§ **EXERCISE DIRECTIONS**
Reproduce word for word the items from the line containing "target | green leaf" through the final line of the items, both ends included.

§ **Records from a data collection**
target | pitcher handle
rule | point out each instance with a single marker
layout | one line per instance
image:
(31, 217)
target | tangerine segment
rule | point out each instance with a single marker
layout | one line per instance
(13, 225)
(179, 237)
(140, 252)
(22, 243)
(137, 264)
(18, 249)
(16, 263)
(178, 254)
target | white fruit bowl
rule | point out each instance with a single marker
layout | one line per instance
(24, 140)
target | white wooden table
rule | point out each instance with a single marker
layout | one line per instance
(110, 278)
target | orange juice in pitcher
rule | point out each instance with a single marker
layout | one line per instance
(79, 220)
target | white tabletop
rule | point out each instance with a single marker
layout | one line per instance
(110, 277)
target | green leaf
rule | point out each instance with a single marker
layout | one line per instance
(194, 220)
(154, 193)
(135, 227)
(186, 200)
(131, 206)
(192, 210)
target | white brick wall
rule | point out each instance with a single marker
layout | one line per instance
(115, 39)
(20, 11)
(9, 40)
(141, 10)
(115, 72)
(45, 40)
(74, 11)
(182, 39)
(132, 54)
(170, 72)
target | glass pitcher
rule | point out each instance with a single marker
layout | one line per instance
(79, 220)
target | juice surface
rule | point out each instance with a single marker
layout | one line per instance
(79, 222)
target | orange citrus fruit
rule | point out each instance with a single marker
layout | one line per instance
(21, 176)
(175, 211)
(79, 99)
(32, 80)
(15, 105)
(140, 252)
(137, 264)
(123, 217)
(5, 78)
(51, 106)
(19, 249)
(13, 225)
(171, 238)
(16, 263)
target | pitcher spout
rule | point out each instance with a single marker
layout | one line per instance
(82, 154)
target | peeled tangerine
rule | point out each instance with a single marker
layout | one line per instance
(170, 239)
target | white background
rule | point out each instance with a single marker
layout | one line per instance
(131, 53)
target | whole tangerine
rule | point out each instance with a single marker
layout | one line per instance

§ **THE RESULT**
target | green leaf
rule | point out each instance with a single marker
layout | one line per instance
(194, 220)
(154, 193)
(135, 227)
(186, 200)
(131, 206)
(192, 210)
target | white brick wall
rule | point out each instance with a single marker
layout | one line per instance
(115, 39)
(20, 11)
(9, 40)
(141, 10)
(115, 72)
(45, 40)
(74, 11)
(182, 39)
(132, 54)
(170, 72)
target | glass pitcher
rule | point out each instance with a single marker
layout | one line per instance
(79, 220)
target | juice surface
rule | point out each instance with a single marker
layout | one line per instance
(79, 222)
target | orange citrus fruit
rule | point out each instance with a single marker
layout | one line per instance
(21, 176)
(175, 211)
(79, 99)
(32, 80)
(15, 105)
(140, 252)
(137, 264)
(123, 217)
(5, 78)
(51, 106)
(19, 249)
(13, 225)
(171, 238)
(16, 263)
target | pitcher spout
rule | point out each instance with a single marker
layout | one line per instance
(82, 154)
target | peeled tangerine
rule | point out each instance with a single marker
layout | one line per instance
(170, 239)
target | white background
rule | point out each instance with a single marker
layout | one line per instance
(131, 53)
target | whole tangerine
rule | point out each instance with a single marker
layout | one line per instance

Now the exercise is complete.